PROBLEM TO WORK ON: Copy out each of the following rows word for word, with no changes.

START

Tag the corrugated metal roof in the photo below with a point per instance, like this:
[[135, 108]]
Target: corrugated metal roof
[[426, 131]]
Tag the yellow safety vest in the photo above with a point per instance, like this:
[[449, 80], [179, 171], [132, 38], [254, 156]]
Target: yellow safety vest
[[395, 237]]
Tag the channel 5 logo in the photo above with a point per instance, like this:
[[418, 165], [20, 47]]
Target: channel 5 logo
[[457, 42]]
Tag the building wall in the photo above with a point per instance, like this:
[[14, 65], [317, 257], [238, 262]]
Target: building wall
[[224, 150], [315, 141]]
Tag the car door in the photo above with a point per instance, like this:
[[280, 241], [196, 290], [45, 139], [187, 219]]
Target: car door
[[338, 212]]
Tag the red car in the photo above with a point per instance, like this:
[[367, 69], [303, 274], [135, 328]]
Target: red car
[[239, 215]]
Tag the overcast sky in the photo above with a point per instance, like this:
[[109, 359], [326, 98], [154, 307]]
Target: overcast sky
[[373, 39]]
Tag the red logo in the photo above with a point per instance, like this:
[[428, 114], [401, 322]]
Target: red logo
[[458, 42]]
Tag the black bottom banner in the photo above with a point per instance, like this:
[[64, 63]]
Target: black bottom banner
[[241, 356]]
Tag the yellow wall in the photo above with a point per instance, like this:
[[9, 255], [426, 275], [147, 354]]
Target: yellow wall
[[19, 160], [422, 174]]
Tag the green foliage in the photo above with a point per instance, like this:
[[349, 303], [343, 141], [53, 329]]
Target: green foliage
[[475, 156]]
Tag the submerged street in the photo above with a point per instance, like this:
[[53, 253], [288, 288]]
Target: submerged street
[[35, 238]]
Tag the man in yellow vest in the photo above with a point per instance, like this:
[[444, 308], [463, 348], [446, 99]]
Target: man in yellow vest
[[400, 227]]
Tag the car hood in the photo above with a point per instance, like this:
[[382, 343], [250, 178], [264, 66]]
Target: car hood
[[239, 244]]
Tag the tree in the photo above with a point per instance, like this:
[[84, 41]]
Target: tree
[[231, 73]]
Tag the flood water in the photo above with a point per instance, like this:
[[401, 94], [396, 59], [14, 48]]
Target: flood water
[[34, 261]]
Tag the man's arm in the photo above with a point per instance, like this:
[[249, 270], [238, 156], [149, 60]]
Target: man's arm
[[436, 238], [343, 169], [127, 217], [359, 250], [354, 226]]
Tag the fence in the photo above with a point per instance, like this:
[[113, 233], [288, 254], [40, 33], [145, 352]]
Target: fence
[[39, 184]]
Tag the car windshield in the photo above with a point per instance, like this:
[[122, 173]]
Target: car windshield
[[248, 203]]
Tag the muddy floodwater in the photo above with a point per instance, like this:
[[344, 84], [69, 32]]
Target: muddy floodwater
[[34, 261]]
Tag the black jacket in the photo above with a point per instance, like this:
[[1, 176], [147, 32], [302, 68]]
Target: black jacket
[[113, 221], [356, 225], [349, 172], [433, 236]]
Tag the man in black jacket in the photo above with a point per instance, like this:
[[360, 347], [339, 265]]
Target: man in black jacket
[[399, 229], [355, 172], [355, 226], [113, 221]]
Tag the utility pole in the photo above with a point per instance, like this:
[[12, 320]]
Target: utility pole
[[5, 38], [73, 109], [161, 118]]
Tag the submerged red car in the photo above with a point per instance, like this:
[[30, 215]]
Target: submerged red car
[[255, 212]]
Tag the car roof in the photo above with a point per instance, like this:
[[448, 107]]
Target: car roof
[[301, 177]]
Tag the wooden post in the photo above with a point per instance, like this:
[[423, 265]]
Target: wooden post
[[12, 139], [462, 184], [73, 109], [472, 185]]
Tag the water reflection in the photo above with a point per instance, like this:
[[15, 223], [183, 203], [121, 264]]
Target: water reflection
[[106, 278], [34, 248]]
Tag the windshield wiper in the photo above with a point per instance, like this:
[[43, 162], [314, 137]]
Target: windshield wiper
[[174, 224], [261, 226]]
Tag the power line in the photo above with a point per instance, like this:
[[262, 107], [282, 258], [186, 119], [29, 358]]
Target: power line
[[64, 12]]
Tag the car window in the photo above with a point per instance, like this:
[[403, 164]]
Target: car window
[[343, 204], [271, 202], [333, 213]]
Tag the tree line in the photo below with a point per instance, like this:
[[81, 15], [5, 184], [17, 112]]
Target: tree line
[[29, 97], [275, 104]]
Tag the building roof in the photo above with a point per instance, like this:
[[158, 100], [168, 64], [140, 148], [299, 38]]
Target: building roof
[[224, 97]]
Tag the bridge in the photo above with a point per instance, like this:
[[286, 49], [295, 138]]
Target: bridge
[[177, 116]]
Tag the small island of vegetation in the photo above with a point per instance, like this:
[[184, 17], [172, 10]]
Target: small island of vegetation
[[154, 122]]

END

RESULT FOR THIS TASK:
Tag the corrugated metal roof in the photo below with a point per instance, like this:
[[135, 108]]
Target: corrugated metal roof
[[426, 131]]
Tag the yellow safety vest in the photo above with a point per instance, like this:
[[449, 80], [179, 171], [132, 38], [254, 156]]
Target: yellow safety vest
[[395, 237]]
Tag the channel 5 logo in the photo above with a point per instance, like this:
[[418, 165], [20, 47]]
Target: channel 5 logo
[[457, 42]]
Tag the building wall in the photo above with a point per instance, like this:
[[14, 65], [317, 257], [238, 262]]
Target: building wall
[[224, 150], [315, 141]]
Tag the car door in the photo above with a point per instance, like this:
[[280, 241], [196, 290], [45, 139], [187, 219]]
Target: car door
[[338, 212]]
Tag the red car in the photo above with a point per instance, like this:
[[367, 69], [303, 274], [135, 328]]
Target: red car
[[239, 215]]
Tag the overcast sky in the photo above with a point per instance, like this:
[[109, 359], [326, 98], [154, 307]]
Target: overcast sky
[[373, 39]]
Tag the red logo in the photo above with a point per instance, like this:
[[428, 114], [401, 322]]
Target: red logo
[[458, 42]]
Tag the black bottom banner in the photo above with a point per instance, like this:
[[64, 63]]
Target: black bottom banner
[[241, 356]]
Tag the yellow wall in the photo above with a point per instance, like this:
[[9, 255], [426, 275], [147, 354]]
Target: yellow wall
[[19, 160], [422, 174]]
Tag the green foliage in the photo above with a point per instance, like this:
[[349, 303], [343, 141], [53, 329]]
Target: green foliage
[[475, 156]]
Tag the submerged street in the photo above with a point per instance, like this:
[[53, 253], [288, 288]]
Target: submerged street
[[35, 238]]
Tag the man in yellow vest in the photo above with a point per instance, like this:
[[444, 308], [463, 348], [446, 99]]
Target: man in yellow vest
[[400, 227]]
Tag the car hood in the photo above with a point per instance, like this:
[[382, 343], [250, 178], [264, 66]]
Target: car hood
[[239, 244]]
Tag the tree in the photo above with a point per instance, like this:
[[84, 41]]
Target: tree
[[231, 73]]
Tag the flood water in the photo above with a point per instance, like this:
[[401, 94], [396, 59], [14, 48]]
Target: flood water
[[34, 261]]
Tag the man's arm in the photo above with a point per instance, like this:
[[249, 270], [238, 156], [149, 60]]
Target: man's arm
[[436, 238], [343, 169], [127, 217], [359, 250], [354, 226]]
Tag the fence in the photo above with a point per instance, like this:
[[113, 233], [288, 254], [40, 33], [145, 352]]
Target: fence
[[39, 184]]
Tag the car windshield in the photo above with a point per instance, like this:
[[122, 173]]
Target: car windshield
[[248, 203]]
Tag the muddy floodwater in the photo above with a point per instance, like this:
[[344, 84], [69, 32]]
Target: muddy floodwater
[[34, 261]]
Tag the black jacket in the photo above with a point per instance, like this:
[[1, 176], [147, 32], [302, 68]]
Target: black jacket
[[113, 221], [356, 225], [349, 172], [433, 236]]
Tag the man in black jacket in the photo above with a point per instance, like this:
[[360, 347], [339, 265]]
Target: man in black jacket
[[399, 229], [355, 172], [355, 226], [113, 221]]
Tag the utility pole in the photo above with a point per instance, like this:
[[12, 320]]
Target: utility pole
[[5, 38], [73, 109], [161, 118]]
Tag the submerged red car in the photo above with a point per instance, like this:
[[30, 215]]
Target: submerged red car
[[255, 212]]
Tag the car roof in the photo above with a point per instance, like this:
[[448, 107]]
Target: car roof
[[301, 177]]
Tag the wooden post in the photo above with a point per instance, like this:
[[423, 265]]
Target: wooden post
[[12, 139], [462, 184], [73, 109], [472, 185]]
Tag the water reflection in the photo above with a point per instance, like this:
[[15, 223], [183, 203], [121, 264]]
Target: water reflection
[[106, 278], [34, 248]]
Tag the windshield wiper in the photo above with a point per instance, like this:
[[43, 162], [314, 137]]
Target: windshield wiper
[[174, 224], [261, 226]]
Tag the power line in the photo above with a point per instance, like this:
[[262, 107], [282, 258], [186, 119], [29, 358]]
Target: power line
[[64, 12]]
Tag the car window in the photo above with a point per instance, like this:
[[403, 164]]
Target: car window
[[343, 204], [271, 202], [333, 213]]
Tag the tree line in the photo below with a point per instance, like this:
[[81, 15], [5, 184], [17, 112]]
Target: tree line
[[29, 97], [275, 104]]
Tag the building roof in the photo above with a point per instance, like this:
[[158, 100], [168, 64], [140, 148], [299, 38]]
Target: building roof
[[224, 97]]
Tag the bridge in the photo above with a point per instance, like this:
[[286, 49], [295, 138]]
Target: bridge
[[177, 116]]
Tag the small island of vegetation in the photo above with a point per instance, like this:
[[184, 17], [172, 10]]
Target: small island of vegetation
[[154, 122]]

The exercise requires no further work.